== Selected passage ==
....................
The graph uses the following elements:

Element Description
ORIGINAL Feature from the original dataset.
TIME SERIES Actions (preprocessing steps) in the feature derivation process. Each action is represented in the final feature name.
RESULT Final generated feature.
Info () Dynamically-generated information about the element (on hover).
Clock () Indicator that the feature is time-aware (i.e., derived using a time index such as min value over 6 to 0 months or 2nd lag).

Build time-aware models

Once you click Start, DataRobot begins the model-building process and returns results to the Leaderboard. Because time series modeling uses date/time partitioning, you can run backtests, change window sampling, change training periods, and more from the Leaderboard.

Note

Model parameter selection has not been customized for date/time-partitioned projects. Though automatic parameter selection yields good results in most cases, Advanced Tuning may significantly improve performance for some projects that use the Date/Time partitioning feature.

Date duration features

Because having raw dates in modeling can be risky (overfitting, for example, or tree-based models that do not extrapolate well), DataRobot generally excludes them from the Informative Features list if date transformation features were derived. Instead, for OTV projects, DataRobot creates duration features calculated from the difference between date features and the primary date. It then adds the duration features to an optimized Informative Features list. The automation process creates:

  • New duration features
  • New feature lists

New duration features

When derived features (hour of day, day of week, etc.) are created, the feature type of the newly derived features are not dates. Instead, they become categorical or numeric, for example. To ensure that models learn time distances better, DataRobot computes the duration between primary and non-primary dates, adds that calculation as a feature, and then drops all non-primary dates.

Specifically, when date derivations happen in an OTV project, DataRobot creates one or more new features calculated from the duration between dates. The new features are named duration(<from date>, <to date>), where the <from date> is the primary date. The var type, displayed on the Data page, displays Date Duration.

The transformation applies even if the time units differ. In that case, DataRobot computes durations in seconds and displays the information on the Data page (potentially as huge integers). In some cases, the value is negative because the <to date> may be before the primary date.
....................
== Written exercise 1 ==
In the documentation excerpt, what var type does the Data page display for the new duration features?

== Provided entries ==
....................
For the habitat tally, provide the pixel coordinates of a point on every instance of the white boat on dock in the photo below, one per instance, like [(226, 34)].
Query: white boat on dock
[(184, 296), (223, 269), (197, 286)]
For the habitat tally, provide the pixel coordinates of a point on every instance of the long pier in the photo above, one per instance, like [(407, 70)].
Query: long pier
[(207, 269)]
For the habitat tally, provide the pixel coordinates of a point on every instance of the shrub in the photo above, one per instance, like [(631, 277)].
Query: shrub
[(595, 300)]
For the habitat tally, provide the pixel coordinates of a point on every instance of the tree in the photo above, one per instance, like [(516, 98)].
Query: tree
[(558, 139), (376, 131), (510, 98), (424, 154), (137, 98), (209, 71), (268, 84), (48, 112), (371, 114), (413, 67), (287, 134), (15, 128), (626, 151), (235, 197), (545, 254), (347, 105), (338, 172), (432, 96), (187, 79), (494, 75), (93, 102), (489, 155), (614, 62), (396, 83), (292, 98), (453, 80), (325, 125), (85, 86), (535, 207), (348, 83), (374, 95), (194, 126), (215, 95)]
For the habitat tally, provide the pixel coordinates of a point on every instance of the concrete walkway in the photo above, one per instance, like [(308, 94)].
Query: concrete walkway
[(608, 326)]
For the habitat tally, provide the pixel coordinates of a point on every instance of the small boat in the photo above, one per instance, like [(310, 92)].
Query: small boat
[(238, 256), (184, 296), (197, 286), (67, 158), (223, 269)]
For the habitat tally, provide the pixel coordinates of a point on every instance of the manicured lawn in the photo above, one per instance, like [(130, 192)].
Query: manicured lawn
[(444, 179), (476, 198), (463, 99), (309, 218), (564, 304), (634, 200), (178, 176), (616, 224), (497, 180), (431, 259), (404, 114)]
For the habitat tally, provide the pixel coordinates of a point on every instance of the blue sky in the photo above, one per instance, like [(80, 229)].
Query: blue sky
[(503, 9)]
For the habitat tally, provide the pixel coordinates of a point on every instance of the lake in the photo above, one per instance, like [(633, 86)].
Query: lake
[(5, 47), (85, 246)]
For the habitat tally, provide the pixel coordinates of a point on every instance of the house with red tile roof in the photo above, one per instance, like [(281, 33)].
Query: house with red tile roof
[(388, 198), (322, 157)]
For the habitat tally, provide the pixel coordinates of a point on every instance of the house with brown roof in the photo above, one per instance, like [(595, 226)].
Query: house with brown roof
....................
== Written exercise 2 ==
Express the lines of the listing between the line holding "like [(130, 192)]." and the line holding "259), (404, 114)]", inclusive, as a JSON list of strings with one string per line and blank lines omitted.

== Written response 1 ==
Date Duration

== Written response 2 ==
[
  "For the habitat tally, provide the pixel coordinates of a point on every instance of the manicured lawn in the photo above, one per instance, like [(130, 192)].",
  "Query: manicured lawn",
  "[(444, 179), (476, 198), (463, 99), (309, 218), (564, 304), (634, 200), (178, 176), (616, 224), (497, 180), (431, 259), (404, 114)]"
]